As we wiped our shoes in the solution, yellowjackets buzzed about our legs, attracted to the substance. I felt Danny harden. All buzzing insects bother him, but bees have complete and total control over his psyche. He did not want to continue. He began to mumble his intention not to continue. I told him he would be fine, to look straight ahead and just walk.

This he did, and we were through to the next stage, a 15-minute hillside trail ending amidst the dramatic waterfalls of Yucca Creek.

Just across the creek, a fence in the shape of a giant spider’s web covered the entrance to the cave. As we approached, we could feel the cool air from the cave, which remains at a constant 48 degrees. The tour guide led the way inside.

Discovered by park employees in 1918, Crystal Cave is a superb collection of rooms carved by subterranean streams that have breached fractured marble. It has more than 3.4 miles of passageways (most not opened to the public), the third largest of any cave in California. (Lilburn Cave, also in Sequoia National Park, has the largest known cave system in California, with nearly 17 miles of passages.)

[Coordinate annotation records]
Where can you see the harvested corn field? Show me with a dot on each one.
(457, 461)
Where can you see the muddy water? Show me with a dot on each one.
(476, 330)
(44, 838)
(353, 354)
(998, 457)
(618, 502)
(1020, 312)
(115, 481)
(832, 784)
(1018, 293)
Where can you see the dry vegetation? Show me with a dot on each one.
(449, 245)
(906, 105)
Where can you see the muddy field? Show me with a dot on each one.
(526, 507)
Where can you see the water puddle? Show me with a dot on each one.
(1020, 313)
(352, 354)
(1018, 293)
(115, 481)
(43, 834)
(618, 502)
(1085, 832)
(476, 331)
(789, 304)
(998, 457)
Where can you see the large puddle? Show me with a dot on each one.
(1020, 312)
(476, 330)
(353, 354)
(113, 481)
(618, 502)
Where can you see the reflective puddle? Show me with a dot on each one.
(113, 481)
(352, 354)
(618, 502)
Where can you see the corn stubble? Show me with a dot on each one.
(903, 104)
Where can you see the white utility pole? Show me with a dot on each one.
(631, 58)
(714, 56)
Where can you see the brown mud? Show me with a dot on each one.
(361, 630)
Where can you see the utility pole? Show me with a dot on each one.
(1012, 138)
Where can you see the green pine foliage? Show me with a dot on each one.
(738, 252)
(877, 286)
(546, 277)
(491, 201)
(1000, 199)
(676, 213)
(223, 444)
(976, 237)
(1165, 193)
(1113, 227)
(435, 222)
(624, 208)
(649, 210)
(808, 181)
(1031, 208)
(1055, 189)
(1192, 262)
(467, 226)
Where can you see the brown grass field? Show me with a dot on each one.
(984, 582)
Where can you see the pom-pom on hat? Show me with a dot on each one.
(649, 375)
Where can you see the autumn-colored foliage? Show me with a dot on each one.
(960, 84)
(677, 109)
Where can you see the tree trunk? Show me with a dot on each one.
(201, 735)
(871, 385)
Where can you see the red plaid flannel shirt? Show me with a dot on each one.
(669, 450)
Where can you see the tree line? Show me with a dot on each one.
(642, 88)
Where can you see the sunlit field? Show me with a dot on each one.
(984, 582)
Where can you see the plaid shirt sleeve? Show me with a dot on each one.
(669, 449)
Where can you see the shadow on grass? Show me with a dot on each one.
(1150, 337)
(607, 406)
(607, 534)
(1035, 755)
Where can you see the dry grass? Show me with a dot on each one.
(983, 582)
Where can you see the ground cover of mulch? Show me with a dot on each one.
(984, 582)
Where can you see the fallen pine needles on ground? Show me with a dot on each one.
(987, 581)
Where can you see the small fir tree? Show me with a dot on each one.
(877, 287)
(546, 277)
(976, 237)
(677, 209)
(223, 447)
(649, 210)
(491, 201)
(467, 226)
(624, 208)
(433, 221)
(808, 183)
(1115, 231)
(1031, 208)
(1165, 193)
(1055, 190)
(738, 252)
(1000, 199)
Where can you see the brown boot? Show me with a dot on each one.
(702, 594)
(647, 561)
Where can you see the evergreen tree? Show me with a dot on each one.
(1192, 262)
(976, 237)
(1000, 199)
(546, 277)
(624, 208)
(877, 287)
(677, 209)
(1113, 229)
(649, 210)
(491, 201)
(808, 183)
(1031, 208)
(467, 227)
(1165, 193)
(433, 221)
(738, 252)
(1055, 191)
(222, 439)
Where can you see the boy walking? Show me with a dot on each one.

■ Given request
Please continue the account of the Crystal Cave visit, starting right after its last sentence about Lilburn Cave.

■ Answer to the task
Water dripped over polished marble on ceilings, walls and floors. It sat in little pools on ledges and rushed through dark places as it moved deeper into the cave. The scenes of elaborate stalactites and stalagmites, of cave curtains and soda straws, were all lit nicely to highlight the delicate grace of these unusual formations.

We emerged from the cave with a mellow coolness and slowly made our way back up the trail in the late-afternoon sun. As we drove back down the mountain, we took a little more time to appreciate these ancient sentinels of the Sierra Nevada, some of the oldest and largest living things on earth. What good fortune, and what an affirmation of life it is to be in their presence.